*Task details*: Repeat the records verbatim and leave the pictures out of your copy.

Records from a data collection
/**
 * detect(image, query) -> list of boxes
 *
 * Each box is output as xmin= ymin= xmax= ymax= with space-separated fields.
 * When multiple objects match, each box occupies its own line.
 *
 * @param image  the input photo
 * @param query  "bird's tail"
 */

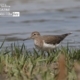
xmin=62 ymin=33 xmax=71 ymax=38
xmin=60 ymin=33 xmax=72 ymax=41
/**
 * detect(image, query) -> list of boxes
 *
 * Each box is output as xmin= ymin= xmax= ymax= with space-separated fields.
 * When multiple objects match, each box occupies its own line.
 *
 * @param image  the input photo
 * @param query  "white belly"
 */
xmin=34 ymin=40 xmax=59 ymax=50
xmin=43 ymin=42 xmax=59 ymax=49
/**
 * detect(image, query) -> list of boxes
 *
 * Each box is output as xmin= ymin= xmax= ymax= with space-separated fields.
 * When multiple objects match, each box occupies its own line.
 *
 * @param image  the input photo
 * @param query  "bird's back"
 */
xmin=42 ymin=33 xmax=71 ymax=45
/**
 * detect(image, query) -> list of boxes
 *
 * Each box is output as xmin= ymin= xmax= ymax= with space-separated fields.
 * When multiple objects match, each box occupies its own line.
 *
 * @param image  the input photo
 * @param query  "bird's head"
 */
xmin=31 ymin=31 xmax=40 ymax=39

*Exercise solution*:
/**
 * detect(image, query) -> list of boxes
 *
 * Each box is output as xmin= ymin= xmax= ymax= with space-separated fields.
 * When multiple objects match, each box occupies its own line.
 *
 * @param image  the input photo
 * @param query  "bird's tail"
 */

xmin=62 ymin=33 xmax=71 ymax=38
xmin=60 ymin=33 xmax=72 ymax=41
/**
 * detect(image, query) -> list of boxes
 *
 * Each box is output as xmin= ymin= xmax= ymax= with space-separated fields.
 * When multiple objects match, each box occupies its own line.
 *
 * @param image  the input photo
 * @param query  "white belly"
 */
xmin=34 ymin=40 xmax=59 ymax=50
xmin=43 ymin=42 xmax=59 ymax=49
/**
 * detect(image, query) -> list of boxes
 *
 * Each box is output as xmin= ymin= xmax= ymax= with space-separated fields.
 * When multiple objects match, each box occupies its own line.
 *
 * @param image  the input photo
 * @param query  "bird's back"
 */
xmin=42 ymin=33 xmax=71 ymax=45
/**
 * detect(image, query) -> list of boxes
 *
 * Each box is output as xmin= ymin= xmax= ymax= with space-separated fields.
 * When multiple objects match, each box occupies its own line.
 *
 * @param image  the input photo
 * @param query  "bird's head"
 */
xmin=31 ymin=31 xmax=40 ymax=39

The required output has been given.